Keep each line of the material that includes "small", and leave out the rest.

────────────────────

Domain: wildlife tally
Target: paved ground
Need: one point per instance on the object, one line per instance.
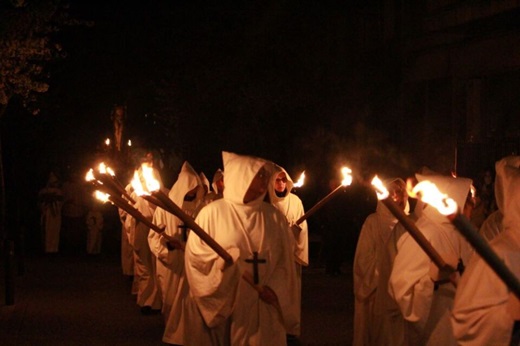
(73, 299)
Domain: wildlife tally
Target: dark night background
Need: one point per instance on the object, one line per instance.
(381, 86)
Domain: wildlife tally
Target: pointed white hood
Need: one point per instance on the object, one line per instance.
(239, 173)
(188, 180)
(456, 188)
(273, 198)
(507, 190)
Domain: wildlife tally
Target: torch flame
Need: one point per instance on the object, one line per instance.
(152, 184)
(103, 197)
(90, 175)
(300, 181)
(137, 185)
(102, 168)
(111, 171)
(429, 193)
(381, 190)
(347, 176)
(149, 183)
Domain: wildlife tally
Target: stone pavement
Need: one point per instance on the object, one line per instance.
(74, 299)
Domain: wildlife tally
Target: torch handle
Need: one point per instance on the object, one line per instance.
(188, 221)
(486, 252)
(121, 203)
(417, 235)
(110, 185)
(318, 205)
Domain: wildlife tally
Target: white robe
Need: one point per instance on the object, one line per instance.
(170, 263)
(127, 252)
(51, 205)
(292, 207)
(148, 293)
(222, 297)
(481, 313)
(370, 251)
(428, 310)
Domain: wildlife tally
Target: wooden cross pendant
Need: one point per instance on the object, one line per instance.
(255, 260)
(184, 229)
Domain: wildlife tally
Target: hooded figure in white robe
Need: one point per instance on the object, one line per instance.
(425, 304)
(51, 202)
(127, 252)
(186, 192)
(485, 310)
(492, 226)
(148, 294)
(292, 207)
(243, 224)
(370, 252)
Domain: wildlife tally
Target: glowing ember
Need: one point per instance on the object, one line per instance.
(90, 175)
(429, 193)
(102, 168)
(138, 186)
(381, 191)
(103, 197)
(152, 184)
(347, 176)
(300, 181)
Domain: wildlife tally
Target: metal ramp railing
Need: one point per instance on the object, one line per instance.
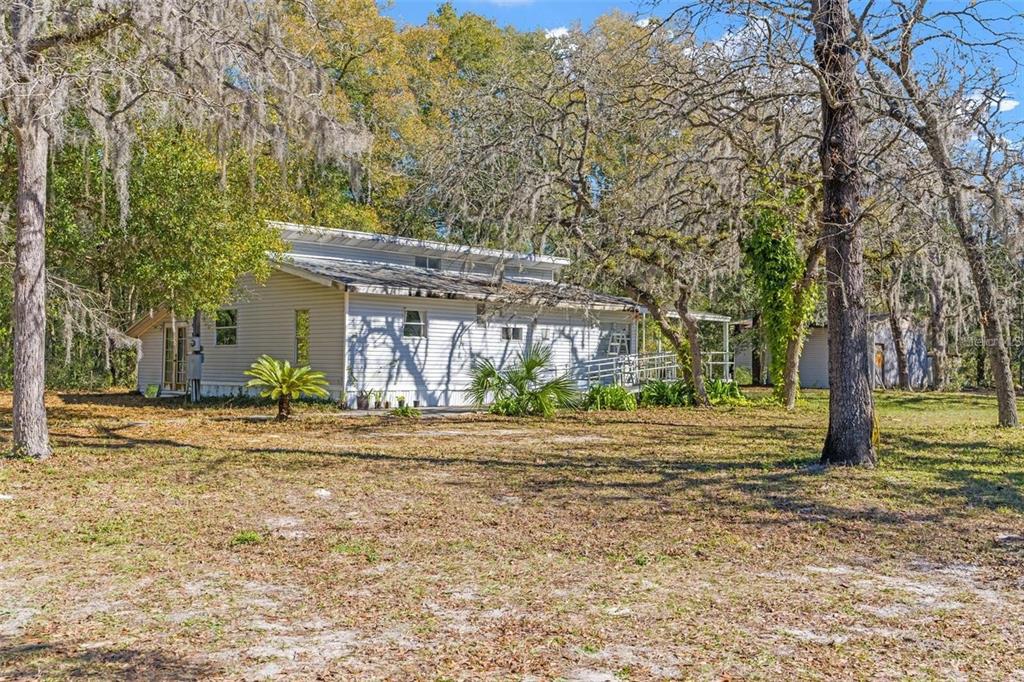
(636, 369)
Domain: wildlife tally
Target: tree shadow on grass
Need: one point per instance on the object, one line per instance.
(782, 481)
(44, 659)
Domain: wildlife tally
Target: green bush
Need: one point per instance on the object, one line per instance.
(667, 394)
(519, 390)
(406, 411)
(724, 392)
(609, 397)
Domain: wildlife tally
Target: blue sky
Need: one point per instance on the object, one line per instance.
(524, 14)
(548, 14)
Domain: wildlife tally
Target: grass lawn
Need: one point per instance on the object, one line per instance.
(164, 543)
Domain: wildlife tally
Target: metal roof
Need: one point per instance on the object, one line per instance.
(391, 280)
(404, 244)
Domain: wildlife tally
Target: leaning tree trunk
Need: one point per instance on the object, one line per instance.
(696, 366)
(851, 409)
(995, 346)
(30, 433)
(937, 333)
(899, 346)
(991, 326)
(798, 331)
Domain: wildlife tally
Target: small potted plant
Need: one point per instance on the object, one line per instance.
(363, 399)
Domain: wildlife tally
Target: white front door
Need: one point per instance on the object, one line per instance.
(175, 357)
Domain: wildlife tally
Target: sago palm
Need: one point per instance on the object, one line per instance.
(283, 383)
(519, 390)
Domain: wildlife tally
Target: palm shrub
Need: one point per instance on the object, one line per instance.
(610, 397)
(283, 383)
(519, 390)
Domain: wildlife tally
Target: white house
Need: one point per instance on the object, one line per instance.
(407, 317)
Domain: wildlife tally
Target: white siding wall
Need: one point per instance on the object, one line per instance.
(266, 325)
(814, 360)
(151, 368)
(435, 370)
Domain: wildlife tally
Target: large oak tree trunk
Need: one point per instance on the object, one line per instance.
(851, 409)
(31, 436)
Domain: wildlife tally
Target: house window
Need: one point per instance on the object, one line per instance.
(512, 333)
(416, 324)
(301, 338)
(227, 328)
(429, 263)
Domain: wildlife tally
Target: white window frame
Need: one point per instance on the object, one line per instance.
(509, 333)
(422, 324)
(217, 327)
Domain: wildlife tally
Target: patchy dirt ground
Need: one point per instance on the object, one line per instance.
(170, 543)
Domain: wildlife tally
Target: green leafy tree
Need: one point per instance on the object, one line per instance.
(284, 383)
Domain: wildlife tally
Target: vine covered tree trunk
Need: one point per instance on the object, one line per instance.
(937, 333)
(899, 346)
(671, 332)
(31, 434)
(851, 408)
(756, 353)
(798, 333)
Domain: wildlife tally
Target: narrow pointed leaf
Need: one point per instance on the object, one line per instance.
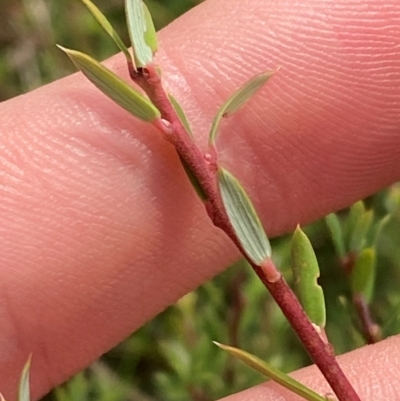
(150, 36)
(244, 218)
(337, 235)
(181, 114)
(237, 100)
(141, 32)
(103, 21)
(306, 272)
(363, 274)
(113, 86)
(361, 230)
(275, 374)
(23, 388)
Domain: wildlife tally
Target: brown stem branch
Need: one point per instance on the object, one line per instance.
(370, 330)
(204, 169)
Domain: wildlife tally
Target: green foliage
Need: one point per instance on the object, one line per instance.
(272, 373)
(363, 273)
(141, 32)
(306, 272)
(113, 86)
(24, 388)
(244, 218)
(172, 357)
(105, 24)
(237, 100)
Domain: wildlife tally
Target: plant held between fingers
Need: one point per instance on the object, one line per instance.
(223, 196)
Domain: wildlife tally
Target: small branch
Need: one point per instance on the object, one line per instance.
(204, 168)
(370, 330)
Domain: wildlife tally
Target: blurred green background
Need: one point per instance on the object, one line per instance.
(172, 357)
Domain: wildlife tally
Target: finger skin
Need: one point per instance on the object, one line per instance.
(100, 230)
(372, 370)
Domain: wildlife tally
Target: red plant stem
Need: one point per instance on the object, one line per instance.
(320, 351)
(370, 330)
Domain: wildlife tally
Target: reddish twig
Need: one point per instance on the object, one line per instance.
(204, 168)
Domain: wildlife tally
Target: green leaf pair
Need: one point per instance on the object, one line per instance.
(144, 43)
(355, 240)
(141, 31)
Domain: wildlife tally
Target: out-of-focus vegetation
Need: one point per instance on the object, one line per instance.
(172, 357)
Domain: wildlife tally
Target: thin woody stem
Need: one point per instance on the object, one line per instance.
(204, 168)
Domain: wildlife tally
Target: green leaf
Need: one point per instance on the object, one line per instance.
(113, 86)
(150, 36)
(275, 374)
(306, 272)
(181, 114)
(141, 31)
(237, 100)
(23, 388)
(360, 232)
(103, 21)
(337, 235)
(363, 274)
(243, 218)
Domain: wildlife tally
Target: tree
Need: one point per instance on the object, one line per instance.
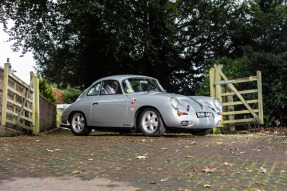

────────────────────

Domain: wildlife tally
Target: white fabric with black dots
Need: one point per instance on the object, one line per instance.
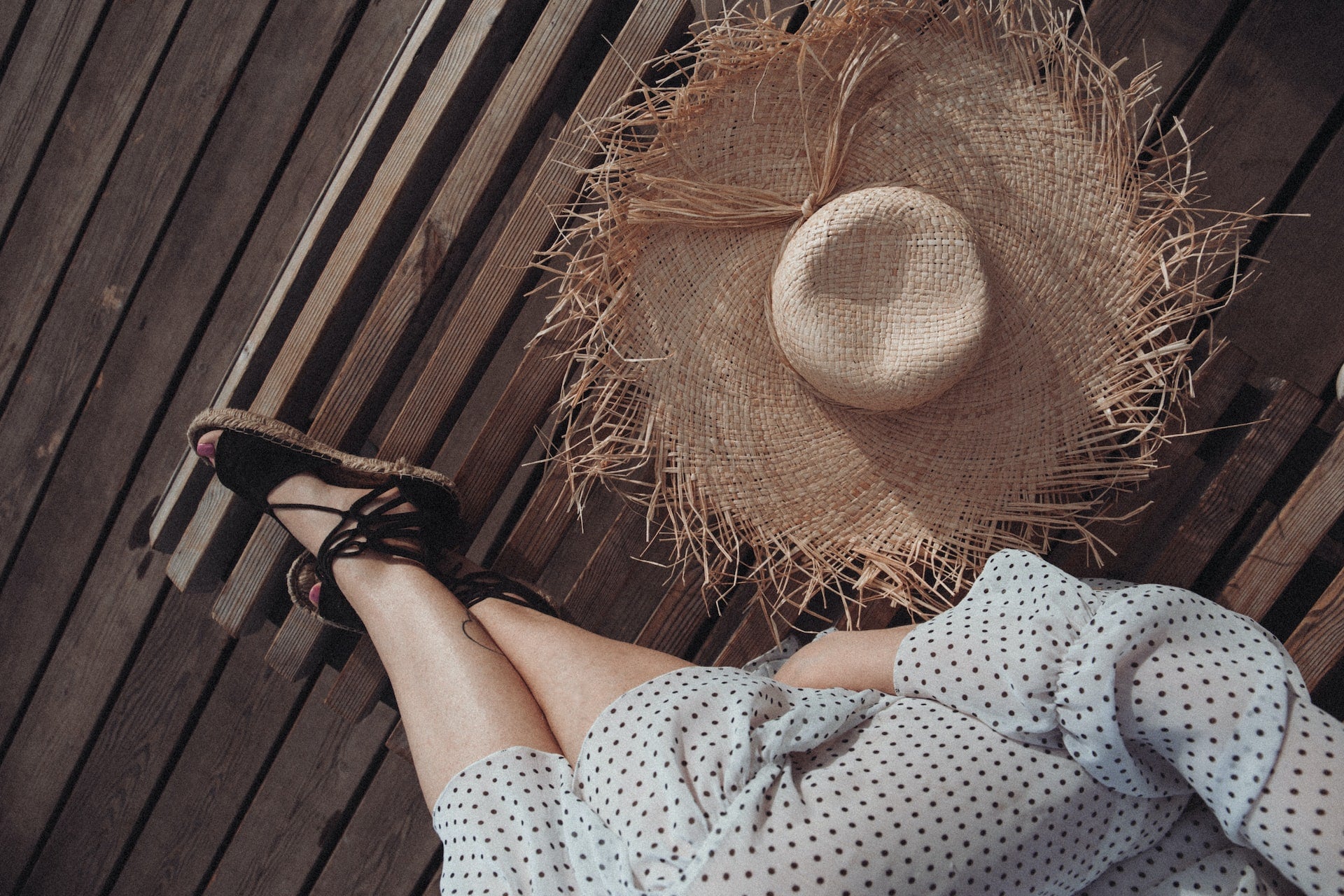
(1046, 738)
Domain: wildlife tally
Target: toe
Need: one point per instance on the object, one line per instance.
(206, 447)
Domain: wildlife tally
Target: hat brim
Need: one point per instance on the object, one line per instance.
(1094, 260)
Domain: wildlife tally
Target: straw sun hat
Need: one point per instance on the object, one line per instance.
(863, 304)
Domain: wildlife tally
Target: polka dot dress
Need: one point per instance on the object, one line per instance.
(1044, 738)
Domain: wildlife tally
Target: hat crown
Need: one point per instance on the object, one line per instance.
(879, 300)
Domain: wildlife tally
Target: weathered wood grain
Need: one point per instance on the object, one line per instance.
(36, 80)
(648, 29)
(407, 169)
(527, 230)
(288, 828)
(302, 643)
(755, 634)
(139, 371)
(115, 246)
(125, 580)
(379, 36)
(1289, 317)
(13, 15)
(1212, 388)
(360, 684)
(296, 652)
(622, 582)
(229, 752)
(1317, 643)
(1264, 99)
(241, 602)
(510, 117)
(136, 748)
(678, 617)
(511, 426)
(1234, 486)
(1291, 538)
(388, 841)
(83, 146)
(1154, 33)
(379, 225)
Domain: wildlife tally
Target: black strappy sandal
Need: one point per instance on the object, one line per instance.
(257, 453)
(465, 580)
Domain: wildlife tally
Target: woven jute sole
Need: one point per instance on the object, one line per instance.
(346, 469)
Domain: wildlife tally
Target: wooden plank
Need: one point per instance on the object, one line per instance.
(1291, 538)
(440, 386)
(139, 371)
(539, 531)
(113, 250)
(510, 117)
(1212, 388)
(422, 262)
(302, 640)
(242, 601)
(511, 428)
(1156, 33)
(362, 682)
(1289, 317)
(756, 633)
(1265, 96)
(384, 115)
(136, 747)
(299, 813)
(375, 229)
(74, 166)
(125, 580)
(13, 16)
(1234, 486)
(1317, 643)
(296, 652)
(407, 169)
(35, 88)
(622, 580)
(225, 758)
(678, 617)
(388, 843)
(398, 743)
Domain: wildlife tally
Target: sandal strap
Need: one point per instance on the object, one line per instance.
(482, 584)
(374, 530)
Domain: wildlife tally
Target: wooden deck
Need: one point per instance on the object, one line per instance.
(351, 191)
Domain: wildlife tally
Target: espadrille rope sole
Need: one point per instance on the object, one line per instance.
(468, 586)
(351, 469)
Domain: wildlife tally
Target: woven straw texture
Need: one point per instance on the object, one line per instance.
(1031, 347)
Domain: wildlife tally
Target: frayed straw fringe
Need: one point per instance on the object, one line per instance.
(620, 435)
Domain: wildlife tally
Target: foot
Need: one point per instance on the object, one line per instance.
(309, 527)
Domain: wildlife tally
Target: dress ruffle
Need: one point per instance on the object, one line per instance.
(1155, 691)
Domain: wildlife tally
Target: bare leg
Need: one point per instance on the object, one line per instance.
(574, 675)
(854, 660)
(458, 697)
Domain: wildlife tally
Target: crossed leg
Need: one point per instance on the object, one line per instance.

────────────────────

*ANSWER AREA*
Target: small potted plant
Target: small branch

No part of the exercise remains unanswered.